--- BEGIN Available records ---

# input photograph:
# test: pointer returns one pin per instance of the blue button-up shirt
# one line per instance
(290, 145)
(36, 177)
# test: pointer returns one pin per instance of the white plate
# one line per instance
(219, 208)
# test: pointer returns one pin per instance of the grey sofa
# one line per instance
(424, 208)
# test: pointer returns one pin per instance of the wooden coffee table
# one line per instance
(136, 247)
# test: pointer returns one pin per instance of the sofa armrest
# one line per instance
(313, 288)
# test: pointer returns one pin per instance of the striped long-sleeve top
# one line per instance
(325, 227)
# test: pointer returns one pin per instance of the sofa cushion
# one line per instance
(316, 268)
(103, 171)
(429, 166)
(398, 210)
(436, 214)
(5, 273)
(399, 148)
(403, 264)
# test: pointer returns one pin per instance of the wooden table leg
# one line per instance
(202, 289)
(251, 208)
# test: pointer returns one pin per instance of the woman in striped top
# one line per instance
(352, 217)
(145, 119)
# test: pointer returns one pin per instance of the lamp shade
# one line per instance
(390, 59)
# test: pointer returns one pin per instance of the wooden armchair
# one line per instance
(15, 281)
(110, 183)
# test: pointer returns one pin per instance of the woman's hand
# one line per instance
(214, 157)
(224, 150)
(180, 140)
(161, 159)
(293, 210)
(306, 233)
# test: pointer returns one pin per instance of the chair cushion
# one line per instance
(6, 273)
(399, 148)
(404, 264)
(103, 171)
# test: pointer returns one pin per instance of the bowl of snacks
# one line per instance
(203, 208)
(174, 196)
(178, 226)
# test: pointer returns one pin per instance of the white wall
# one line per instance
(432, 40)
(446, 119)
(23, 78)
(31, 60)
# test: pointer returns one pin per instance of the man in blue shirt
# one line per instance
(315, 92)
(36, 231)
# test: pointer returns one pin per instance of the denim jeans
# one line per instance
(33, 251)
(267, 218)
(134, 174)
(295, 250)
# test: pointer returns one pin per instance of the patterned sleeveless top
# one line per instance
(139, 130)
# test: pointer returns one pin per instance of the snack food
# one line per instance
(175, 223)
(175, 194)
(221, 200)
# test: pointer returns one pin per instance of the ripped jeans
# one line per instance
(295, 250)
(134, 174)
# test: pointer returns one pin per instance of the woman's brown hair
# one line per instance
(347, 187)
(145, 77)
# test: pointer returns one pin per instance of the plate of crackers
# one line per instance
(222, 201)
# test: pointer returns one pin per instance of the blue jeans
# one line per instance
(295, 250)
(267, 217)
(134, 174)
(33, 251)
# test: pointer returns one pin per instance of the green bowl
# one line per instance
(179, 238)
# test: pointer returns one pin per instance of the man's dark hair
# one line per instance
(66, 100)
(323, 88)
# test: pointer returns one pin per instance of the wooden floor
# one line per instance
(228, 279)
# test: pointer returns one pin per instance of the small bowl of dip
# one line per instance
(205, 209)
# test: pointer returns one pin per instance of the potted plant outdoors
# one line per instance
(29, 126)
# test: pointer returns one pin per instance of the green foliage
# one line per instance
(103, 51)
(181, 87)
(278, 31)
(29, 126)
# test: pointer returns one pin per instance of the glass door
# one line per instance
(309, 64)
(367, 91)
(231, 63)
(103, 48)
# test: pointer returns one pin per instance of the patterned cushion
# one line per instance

--- END Available records ---

# The exercise:
Return all of the entries word for word.

# Response below:
# input photograph:
# test: pointer returns one pin per instance of the blue button-up shirt
# one line per instance
(290, 145)
(36, 177)
# test: pointer returns one pin per instance of the white plate
# one line per instance
(219, 208)
# test: pointer returns one pin per instance of the grey sofa
# one line per instance
(424, 208)
# test: pointer returns one pin per instance of the wooden coffee table
# one line per instance
(136, 247)
# test: pointer returns one pin per instance of the sofa armrest
# one line per instance
(313, 288)
# test: pointer returns one pin per instance of the striped long-sleeve top
# one line per instance
(325, 227)
# test: pointer returns one pin per instance of the sofa cushion
# one line per instance
(316, 268)
(103, 171)
(429, 166)
(398, 210)
(436, 214)
(5, 273)
(399, 148)
(403, 264)
# test: pointer returns one pin per instance of the wooden table leg
# one line per instance
(202, 289)
(251, 208)
# test: pointer returns one pin per instance of the woman in striped top
# one line per instance
(352, 217)
(145, 119)
# test: pointer returns one pin per instance of the lamp shade
# one line per instance
(390, 59)
# test: pointer returns one pin per instance of the wooden armchair
# one line per instance
(15, 281)
(110, 183)
# test: pointer returns one pin per instance of the woman's hand
# one line per instance
(214, 157)
(224, 150)
(180, 140)
(161, 159)
(293, 210)
(306, 233)
# test: pointer returns one pin per instance of the chair cushion
# one line per instance
(6, 273)
(399, 148)
(404, 264)
(103, 171)
# test: pointer returns one pin per instance of the bowl of snacks
# one line per instance
(203, 208)
(174, 196)
(178, 226)
# test: pointer returns one pin per instance of the white wall
# one line per instance
(432, 40)
(446, 119)
(23, 78)
(31, 60)
# test: pointer returns one pin per instance of the man in blue shirt
# one line per instance
(315, 92)
(36, 231)
# test: pointer returns one pin per instance of the denim jeans
# one line per instance
(33, 251)
(267, 218)
(134, 174)
(295, 250)
# test: pointer returns one pin per instance of the patterned sleeveless top
# one line per instance
(139, 130)
# test: pointer returns one pin per instance of the snack food
# one line per instance
(175, 223)
(175, 194)
(221, 200)
# test: pointer returns one pin per instance of the ripped jeans
# one line per instance
(295, 250)
(134, 174)
# test: pointer returns one pin per instance of the woman's brown hair
# one line per instance
(347, 187)
(145, 77)
# test: pointer returns one pin per instance of the plate of crackers
# one line per instance
(222, 201)
# test: pointer returns one pin per instance of the blue jeans
# one line per instance
(295, 250)
(267, 217)
(134, 174)
(33, 251)
# test: pointer returns one pin per instance of the green bowl
# one line per instance
(179, 238)
# test: pointer returns one pin per instance of the man's dark hair
# one line per instance
(66, 100)
(323, 88)
# test: pointer returns one pin per instance of the wooden floor
# one line per instance
(228, 279)
# test: pointer returns one pin per instance of the small bowl of dip
# one line per instance
(205, 209)
# test: pointer returns one pin per instance of the potted plant outdoors
# one line per instance
(29, 126)
# test: pointer returns one pin per instance of the green foliage
# one line per instance
(103, 51)
(181, 87)
(278, 31)
(29, 126)
# test: pointer returns one pin per instance of the glass door
# one line per instance
(309, 64)
(367, 91)
(231, 63)
(103, 48)
# test: pointer returns one pin per instance of the patterned cushion
# one line per instance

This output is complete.